== Directions ==
Going through the entries below, copy out each line that contains "path".

*** Begin section ***

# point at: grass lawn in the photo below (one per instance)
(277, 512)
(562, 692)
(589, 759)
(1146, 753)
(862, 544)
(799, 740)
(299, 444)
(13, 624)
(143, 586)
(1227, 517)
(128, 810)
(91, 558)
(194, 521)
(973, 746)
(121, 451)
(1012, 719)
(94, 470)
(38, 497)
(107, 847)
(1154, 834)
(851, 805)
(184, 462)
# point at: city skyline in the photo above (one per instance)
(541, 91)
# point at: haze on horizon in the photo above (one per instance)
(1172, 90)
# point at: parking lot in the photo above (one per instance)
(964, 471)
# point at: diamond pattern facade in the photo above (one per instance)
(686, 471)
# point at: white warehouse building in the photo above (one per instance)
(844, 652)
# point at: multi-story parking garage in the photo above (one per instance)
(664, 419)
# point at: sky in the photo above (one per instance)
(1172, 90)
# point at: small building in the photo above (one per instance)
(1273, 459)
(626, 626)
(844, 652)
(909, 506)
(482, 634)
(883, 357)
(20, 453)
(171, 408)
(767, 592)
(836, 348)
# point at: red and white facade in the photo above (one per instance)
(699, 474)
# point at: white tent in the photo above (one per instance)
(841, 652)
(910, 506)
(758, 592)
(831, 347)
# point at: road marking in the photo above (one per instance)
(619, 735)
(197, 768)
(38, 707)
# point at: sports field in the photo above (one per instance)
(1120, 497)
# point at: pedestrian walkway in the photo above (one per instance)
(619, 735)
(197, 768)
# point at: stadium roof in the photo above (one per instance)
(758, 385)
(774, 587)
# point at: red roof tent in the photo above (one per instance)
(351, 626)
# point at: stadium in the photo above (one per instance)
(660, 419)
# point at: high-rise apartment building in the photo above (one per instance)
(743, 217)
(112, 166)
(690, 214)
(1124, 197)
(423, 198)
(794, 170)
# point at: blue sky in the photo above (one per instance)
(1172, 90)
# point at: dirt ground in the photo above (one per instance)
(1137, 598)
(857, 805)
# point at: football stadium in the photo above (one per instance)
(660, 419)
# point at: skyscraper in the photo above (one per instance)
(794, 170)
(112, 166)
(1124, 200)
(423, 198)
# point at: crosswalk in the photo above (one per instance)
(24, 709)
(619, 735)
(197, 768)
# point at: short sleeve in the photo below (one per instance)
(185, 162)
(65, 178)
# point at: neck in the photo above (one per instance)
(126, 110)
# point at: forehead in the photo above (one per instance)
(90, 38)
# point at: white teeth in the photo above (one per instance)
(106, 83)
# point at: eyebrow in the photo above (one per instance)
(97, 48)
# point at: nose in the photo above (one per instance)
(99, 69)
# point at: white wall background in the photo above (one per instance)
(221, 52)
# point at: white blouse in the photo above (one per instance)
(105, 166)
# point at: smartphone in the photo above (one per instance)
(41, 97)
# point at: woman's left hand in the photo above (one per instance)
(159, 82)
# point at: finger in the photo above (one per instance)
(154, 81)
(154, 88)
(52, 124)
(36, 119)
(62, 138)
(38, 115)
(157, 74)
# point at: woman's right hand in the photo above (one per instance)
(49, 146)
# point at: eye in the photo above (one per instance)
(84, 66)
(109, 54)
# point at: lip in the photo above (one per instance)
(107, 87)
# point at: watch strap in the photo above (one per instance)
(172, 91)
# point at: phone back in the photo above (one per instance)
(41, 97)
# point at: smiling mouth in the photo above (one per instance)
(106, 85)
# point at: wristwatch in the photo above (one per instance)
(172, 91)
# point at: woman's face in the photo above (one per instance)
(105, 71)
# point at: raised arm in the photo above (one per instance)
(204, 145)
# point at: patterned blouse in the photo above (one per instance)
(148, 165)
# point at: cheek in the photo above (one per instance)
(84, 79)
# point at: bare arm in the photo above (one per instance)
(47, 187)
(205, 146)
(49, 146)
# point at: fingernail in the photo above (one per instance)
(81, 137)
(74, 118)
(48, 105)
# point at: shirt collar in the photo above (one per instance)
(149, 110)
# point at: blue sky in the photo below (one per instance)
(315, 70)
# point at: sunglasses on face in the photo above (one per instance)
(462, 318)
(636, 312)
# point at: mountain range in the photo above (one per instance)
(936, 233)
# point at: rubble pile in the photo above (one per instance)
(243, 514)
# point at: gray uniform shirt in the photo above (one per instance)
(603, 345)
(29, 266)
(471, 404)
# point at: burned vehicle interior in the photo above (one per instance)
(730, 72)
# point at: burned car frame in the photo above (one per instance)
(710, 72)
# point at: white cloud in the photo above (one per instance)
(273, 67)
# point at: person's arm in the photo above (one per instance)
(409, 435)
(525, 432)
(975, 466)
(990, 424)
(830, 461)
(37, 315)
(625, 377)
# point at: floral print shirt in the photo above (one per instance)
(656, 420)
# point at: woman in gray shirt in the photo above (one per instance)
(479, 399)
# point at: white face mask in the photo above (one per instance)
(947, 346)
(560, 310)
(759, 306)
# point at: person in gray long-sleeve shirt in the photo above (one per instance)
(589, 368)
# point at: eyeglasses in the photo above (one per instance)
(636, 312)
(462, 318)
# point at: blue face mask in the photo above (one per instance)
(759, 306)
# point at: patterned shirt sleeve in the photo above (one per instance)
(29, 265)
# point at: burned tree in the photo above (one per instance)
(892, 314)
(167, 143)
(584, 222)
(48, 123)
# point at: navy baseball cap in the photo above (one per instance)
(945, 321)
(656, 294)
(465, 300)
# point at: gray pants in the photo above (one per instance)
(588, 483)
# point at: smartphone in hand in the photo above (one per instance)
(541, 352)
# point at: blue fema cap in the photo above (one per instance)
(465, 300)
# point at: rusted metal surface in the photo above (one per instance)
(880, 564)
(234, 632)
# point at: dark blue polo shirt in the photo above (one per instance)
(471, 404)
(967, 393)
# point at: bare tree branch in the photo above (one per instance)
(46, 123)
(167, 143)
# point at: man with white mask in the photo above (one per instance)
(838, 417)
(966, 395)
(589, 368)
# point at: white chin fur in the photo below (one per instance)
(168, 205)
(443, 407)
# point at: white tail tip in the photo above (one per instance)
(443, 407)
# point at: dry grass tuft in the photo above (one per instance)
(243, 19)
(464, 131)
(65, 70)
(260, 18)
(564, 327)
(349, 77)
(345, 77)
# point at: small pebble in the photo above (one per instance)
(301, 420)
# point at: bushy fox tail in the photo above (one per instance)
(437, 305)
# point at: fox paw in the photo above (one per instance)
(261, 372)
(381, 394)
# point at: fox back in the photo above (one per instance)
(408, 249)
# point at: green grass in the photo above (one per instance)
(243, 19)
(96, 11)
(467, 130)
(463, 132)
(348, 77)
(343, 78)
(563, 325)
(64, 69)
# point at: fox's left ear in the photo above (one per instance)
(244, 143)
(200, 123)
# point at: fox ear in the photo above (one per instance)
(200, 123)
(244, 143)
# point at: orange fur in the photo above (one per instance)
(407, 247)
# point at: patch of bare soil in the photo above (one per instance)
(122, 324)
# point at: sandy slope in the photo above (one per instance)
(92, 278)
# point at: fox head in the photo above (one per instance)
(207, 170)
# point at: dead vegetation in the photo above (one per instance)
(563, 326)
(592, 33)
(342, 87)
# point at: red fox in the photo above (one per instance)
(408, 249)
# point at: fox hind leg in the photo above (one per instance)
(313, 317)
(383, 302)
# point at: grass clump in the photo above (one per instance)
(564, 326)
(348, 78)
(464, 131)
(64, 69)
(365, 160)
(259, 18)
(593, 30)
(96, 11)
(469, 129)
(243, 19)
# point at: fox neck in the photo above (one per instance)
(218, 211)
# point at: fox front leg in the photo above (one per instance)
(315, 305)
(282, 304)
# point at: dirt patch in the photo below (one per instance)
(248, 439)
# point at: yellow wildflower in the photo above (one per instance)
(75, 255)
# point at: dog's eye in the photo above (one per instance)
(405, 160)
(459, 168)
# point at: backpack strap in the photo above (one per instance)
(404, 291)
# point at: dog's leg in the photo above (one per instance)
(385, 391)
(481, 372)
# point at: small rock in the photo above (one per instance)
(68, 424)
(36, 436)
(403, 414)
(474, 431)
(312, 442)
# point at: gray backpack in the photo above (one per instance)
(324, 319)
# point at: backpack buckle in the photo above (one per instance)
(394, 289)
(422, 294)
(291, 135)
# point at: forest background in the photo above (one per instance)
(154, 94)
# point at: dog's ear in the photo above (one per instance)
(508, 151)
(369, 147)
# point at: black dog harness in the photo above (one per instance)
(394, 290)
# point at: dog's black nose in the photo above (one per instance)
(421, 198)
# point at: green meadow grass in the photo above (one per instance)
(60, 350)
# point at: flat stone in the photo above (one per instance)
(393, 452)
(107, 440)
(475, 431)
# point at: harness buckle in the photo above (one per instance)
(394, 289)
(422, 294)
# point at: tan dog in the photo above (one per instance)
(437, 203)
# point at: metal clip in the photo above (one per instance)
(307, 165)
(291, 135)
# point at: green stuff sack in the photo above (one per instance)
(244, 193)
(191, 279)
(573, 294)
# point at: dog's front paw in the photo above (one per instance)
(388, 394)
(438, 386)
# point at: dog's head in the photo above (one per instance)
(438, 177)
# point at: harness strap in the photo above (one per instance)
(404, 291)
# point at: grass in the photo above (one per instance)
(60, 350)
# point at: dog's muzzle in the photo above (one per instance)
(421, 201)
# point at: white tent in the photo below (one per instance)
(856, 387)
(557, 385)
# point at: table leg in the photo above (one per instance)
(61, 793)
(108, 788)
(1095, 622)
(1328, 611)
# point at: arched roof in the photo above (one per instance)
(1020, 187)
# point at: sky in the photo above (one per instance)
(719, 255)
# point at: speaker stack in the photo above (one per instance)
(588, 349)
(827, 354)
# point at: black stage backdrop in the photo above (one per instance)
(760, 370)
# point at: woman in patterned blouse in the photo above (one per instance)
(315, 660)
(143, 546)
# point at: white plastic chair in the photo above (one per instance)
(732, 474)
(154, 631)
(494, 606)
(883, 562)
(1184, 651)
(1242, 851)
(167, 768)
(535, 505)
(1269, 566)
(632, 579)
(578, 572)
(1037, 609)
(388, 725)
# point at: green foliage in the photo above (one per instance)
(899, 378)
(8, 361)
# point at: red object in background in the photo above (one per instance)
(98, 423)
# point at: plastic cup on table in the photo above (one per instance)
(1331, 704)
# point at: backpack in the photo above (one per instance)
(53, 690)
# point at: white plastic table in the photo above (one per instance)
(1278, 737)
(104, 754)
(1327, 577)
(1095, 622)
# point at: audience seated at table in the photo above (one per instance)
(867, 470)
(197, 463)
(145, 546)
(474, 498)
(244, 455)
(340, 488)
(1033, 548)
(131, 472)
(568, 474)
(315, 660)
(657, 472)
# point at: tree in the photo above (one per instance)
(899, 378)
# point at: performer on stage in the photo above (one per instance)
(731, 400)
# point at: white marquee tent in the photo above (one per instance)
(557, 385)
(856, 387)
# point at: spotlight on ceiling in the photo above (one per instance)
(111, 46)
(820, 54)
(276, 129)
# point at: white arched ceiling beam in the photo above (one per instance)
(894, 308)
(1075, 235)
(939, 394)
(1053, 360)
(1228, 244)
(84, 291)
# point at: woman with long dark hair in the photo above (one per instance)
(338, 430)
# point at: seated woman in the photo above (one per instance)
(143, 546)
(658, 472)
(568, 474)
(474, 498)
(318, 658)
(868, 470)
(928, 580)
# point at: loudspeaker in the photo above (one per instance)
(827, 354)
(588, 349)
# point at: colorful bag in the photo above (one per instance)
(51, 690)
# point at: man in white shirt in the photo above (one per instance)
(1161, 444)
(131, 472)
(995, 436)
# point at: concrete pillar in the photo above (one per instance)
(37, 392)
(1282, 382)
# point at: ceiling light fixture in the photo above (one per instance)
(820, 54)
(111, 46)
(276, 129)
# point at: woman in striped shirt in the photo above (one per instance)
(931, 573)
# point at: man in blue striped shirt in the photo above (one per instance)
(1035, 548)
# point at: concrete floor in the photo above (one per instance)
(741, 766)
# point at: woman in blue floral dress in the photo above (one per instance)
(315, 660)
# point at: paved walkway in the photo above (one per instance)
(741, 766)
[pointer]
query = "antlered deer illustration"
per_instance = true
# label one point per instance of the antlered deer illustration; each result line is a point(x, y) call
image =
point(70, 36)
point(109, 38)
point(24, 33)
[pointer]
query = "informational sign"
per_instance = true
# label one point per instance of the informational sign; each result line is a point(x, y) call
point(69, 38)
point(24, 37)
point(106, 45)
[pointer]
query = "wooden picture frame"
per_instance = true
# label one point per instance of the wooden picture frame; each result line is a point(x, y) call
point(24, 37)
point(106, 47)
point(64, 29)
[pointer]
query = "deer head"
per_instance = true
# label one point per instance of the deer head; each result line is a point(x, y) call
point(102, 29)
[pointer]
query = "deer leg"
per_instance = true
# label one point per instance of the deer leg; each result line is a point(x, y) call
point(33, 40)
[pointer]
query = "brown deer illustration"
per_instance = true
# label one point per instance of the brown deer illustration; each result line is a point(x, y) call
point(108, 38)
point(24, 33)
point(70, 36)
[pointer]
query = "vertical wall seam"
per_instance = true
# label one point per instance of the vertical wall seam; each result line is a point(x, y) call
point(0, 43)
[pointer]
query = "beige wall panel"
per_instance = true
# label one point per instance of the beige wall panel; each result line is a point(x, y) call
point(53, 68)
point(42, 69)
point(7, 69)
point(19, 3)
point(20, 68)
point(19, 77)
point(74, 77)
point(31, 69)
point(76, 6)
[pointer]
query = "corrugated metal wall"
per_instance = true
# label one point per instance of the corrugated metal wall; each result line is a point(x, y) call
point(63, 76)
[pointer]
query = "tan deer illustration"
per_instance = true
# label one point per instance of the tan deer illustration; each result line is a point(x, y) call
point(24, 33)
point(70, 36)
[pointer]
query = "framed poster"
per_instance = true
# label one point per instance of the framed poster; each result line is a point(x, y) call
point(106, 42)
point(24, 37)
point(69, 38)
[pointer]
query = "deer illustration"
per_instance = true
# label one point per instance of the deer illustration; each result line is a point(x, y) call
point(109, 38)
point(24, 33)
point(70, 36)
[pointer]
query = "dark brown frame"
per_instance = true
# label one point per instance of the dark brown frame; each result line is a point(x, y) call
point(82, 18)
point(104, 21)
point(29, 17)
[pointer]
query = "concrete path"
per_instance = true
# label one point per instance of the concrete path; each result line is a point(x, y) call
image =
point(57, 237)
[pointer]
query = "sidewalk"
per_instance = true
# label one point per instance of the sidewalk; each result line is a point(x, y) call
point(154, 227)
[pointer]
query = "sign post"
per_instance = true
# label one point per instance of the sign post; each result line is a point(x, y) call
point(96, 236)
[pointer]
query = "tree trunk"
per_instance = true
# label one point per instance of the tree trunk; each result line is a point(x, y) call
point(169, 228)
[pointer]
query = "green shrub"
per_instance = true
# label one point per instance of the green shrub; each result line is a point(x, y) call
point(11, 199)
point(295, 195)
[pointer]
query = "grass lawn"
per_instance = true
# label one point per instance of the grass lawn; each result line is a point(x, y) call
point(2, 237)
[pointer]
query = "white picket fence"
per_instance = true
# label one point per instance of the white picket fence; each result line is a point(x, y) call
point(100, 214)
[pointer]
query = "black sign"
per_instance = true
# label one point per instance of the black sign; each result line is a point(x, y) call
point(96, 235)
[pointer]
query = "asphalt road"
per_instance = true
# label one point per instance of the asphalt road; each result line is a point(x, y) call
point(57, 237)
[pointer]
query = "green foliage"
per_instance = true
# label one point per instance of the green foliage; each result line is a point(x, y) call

*** End section ***

== Expected answer ==
query = "concrete path"
# label one point per instance of the concrete path; each result line is a point(x, y) call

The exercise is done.